Written problem 1:
List the three kinds of feelings that the passage on the second frame of reference says you could find in different parts of your body.
Written problem 2:
In the passage on the second frame of reference, which book does the author compare the practice to?
Written problem 3:
Go on with the passage on the second frame of reference, starting after its last sentence.

Text section:
──────
The Second Frame of Reference
As you sit here with this bundle of feelings, there are lots of different feelings you could focus on. There are pains in some parts of your body, pleasant feelings in other parts, and nondescript neutral feelings in still other parts. It’s not that you have just one feeling at any one time. It’s not the case that there’s nothing but pain. As Ajaan Lee once said, if your body were totally in pain with no pleasure at all, you’d die. You’re alive, so there is pleasure someplace. Ferret it out. Look for it.
In the beginning, it may not seem all that impressive, but there already are pleasant feelings in different parts of the body. The mind has a tendency to focus on the pains because that’s what its early warning system is for: to figure out where there’s pain that you’ve got to do something about. But you can cut that switch and focus instead on where the pleasure is instead.
It’s like that old book, Drawing on the Right Side of the Brain, where the author teaches you not to draw eyes, noses, mouths, or other recognizable features of the faces you’re trying to draw. Instead, you focus on drawing the space, say, between the eye and nose, the space between the nose and the mouth. And you end up with a much better likeness because you’re focusing on things you don’t normally focus on.
──────
Items:
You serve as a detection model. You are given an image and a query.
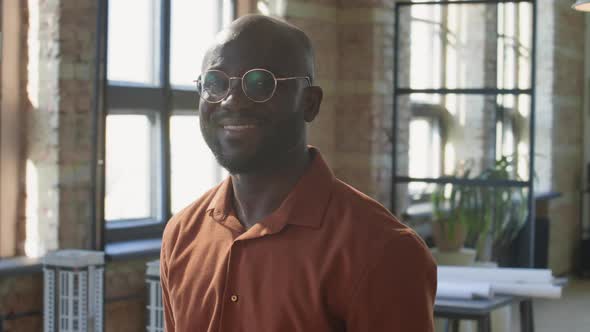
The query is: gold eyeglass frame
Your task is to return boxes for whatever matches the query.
[193,68,311,104]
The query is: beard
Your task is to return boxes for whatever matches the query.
[200,112,305,174]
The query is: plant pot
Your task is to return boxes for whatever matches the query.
[432,220,467,252]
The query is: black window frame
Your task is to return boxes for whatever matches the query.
[91,0,237,245]
[390,0,539,267]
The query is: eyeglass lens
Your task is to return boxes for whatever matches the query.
[199,70,276,103]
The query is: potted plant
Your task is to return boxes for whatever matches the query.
[467,156,527,261]
[431,156,527,261]
[431,161,471,252]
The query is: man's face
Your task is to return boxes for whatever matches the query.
[199,42,307,174]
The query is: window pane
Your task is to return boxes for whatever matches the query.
[170,0,228,86]
[397,94,542,182]
[409,117,441,196]
[170,115,221,213]
[107,0,160,85]
[105,115,153,220]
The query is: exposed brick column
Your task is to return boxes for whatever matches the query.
[27,0,97,255]
[264,0,407,207]
[536,0,586,273]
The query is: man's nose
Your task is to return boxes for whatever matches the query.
[221,78,248,107]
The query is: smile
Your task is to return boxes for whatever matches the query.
[223,124,258,130]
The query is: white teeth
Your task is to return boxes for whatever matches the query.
[223,125,256,130]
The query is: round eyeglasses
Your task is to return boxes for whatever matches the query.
[195,68,311,103]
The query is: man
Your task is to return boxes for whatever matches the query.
[161,15,436,332]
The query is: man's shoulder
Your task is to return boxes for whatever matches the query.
[325,180,425,250]
[162,184,221,249]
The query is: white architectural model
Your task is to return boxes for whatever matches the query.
[43,250,104,332]
[146,260,164,332]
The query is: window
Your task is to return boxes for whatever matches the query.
[392,0,534,231]
[104,0,233,243]
[401,1,532,201]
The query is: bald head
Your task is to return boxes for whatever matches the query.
[202,15,315,79]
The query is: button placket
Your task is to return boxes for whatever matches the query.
[226,241,241,304]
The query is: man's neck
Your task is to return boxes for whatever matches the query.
[232,145,311,228]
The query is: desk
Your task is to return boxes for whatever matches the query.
[434,295,535,332]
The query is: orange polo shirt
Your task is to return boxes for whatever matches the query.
[161,148,436,332]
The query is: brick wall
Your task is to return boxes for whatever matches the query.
[537,0,586,273]
[276,0,585,273]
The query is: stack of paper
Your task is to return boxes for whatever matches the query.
[436,266,561,299]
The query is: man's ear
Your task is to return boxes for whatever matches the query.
[303,86,324,122]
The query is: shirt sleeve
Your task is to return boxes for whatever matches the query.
[346,231,436,332]
[160,239,176,332]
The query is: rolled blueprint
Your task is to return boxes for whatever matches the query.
[436,281,493,300]
[492,282,561,299]
[438,266,553,284]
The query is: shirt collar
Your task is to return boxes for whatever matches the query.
[207,146,335,233]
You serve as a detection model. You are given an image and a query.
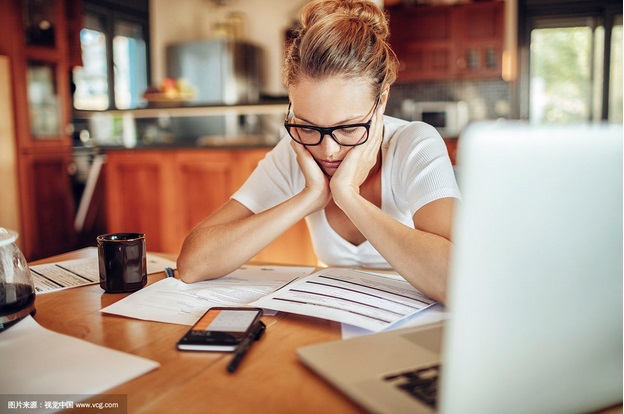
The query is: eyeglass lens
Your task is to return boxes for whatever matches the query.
[290,126,368,145]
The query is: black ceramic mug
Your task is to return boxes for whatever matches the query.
[97,233,147,293]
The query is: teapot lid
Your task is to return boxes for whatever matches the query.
[0,227,17,246]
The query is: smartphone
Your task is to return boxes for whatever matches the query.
[178,307,262,352]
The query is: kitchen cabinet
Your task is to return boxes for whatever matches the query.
[0,0,79,261]
[105,148,316,265]
[388,1,505,83]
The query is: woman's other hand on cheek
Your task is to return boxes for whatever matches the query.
[290,141,331,211]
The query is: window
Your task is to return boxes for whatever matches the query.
[73,1,149,110]
[521,1,622,123]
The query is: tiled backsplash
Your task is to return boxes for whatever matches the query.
[386,80,511,121]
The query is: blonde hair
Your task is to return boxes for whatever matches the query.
[283,0,397,98]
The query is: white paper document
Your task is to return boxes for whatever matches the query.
[30,253,176,294]
[102,266,314,325]
[250,268,436,332]
[0,316,160,412]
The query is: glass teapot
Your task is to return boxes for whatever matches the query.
[0,227,35,332]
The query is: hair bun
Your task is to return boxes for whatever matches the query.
[301,0,390,41]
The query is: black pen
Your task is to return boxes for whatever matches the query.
[228,321,266,372]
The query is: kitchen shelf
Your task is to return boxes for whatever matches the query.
[74,100,288,119]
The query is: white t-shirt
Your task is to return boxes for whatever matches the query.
[232,116,460,268]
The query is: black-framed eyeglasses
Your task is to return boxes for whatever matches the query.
[284,99,379,147]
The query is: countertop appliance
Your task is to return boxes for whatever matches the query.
[401,99,470,138]
[167,39,262,105]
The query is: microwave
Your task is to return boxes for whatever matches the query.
[401,99,469,138]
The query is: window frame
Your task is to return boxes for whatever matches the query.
[516,0,622,121]
[79,0,152,111]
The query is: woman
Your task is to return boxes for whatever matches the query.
[178,0,459,302]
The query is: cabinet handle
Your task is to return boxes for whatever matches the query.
[67,161,78,176]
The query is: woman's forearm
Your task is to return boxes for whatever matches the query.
[177,192,314,283]
[334,189,452,302]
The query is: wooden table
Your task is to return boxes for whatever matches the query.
[26,249,622,414]
[31,250,362,413]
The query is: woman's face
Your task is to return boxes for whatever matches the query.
[289,78,385,177]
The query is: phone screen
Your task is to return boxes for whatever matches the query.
[178,307,262,351]
[192,309,258,333]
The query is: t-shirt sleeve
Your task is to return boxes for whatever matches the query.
[392,122,461,215]
[231,136,305,213]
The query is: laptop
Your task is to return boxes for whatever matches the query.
[297,121,623,414]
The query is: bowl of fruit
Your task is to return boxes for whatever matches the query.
[143,77,195,108]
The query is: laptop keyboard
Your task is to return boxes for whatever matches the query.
[384,364,440,409]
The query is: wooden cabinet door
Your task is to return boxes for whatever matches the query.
[172,150,240,251]
[454,1,505,79]
[20,151,75,260]
[105,151,172,251]
[390,1,505,83]
[105,149,316,265]
[390,6,454,82]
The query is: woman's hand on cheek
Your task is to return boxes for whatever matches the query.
[329,111,383,205]
[290,141,331,211]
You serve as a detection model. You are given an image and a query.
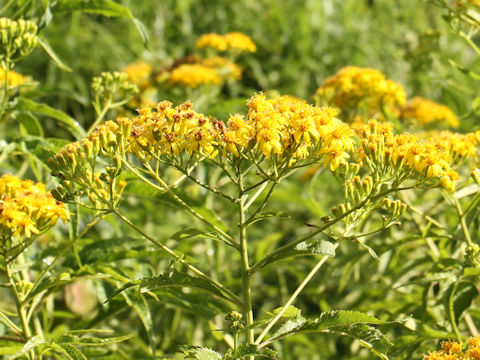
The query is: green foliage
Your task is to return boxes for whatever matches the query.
[0,0,480,360]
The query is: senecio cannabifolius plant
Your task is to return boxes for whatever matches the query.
[49,93,479,359]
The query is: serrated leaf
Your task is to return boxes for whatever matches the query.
[8,335,47,360]
[192,206,228,231]
[139,269,223,297]
[17,113,43,136]
[269,310,392,359]
[223,344,277,360]
[256,239,337,267]
[273,310,389,338]
[182,347,222,360]
[14,97,85,139]
[267,305,301,318]
[122,292,155,349]
[329,324,393,360]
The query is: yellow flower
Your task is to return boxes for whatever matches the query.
[401,96,459,127]
[316,66,406,119]
[195,32,257,52]
[224,32,257,52]
[0,175,70,238]
[0,68,28,87]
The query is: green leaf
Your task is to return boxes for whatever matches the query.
[38,37,72,72]
[17,113,43,136]
[139,269,223,297]
[52,0,148,45]
[17,136,70,169]
[182,347,222,360]
[8,335,47,360]
[256,239,337,267]
[60,344,88,360]
[267,305,301,318]
[14,97,85,139]
[269,310,392,359]
[223,344,276,360]
[122,291,155,349]
[192,206,229,232]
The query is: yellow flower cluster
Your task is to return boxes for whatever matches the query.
[195,32,257,52]
[0,175,70,238]
[355,120,459,191]
[423,336,480,360]
[122,61,153,90]
[401,96,459,127]
[247,94,355,170]
[168,64,222,88]
[427,130,480,164]
[317,66,406,116]
[51,94,354,175]
[0,68,27,86]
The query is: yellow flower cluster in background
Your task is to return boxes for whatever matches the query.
[355,120,468,191]
[0,175,70,238]
[195,32,257,52]
[168,64,222,88]
[316,66,406,117]
[423,336,480,360]
[0,68,27,87]
[50,93,480,195]
[400,96,459,127]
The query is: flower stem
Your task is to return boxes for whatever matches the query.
[255,252,332,347]
[4,250,35,360]
[238,174,255,359]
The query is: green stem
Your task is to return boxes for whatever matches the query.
[175,166,237,203]
[4,254,35,360]
[0,58,10,124]
[238,174,255,350]
[453,197,473,247]
[122,159,238,248]
[255,252,332,347]
[113,210,243,306]
[250,186,415,274]
[87,100,112,136]
[24,216,104,301]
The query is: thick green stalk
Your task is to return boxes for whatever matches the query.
[255,255,328,347]
[238,174,255,348]
[0,58,10,124]
[4,254,35,360]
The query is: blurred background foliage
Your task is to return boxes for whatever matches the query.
[0,0,480,360]
[11,0,480,129]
──────
Task response 1:
Pains, pleasant feelings, and nondescript neutral feelings.

Task response 2:
Drawing on the Right Side of the Brain.

Task response 3:
So it’s the same with the pleasures and pains in the body. Instead of complaining about where there’s stiffness or soreness or a sense of blockage in the body, focus on the areas where things are going well. Again Ajaan Lee: He says it’s like going into a house where you know some of the floorboards are rotten, so you don’t step there. You step where the floorboards are sound. Or when you’re eating a mango, you don’t eat the rotten spots. You eat the spots that are good. And you make the most of them. What this means is that you focus on the pleasure in a way that helps to maintain it and allow it to grow. When it feels good, you can spread it around. As the Buddha says, you want to suffuse the body with the sense of ease, the sense of fullness that grows as you focus on the breath.
All this comes under the second frame of reference: feelings in and of themselves as your frame of reference. If you read the Mahasatipatthana Sutta on the topic, it’s possible to understand it as telling you simply to stick with whatever feeling comes up, because there’s just a list of the different types of feeling you could focus on: pleasant feelings, painful feelings, and neutral feelings; pleasure of the flesh—i.e., pleasures, physical or mental, relating to sensuality; pleasure not of the flesh—related to the practice of concentration— pain of the flesh, pain not of the flesh, and so on. The way these things are simply listed makes it sound like you just watch these feelings as they arise and pass away, without getting involved in them, without trying to foster skillful feelings or abandon unskillful ones.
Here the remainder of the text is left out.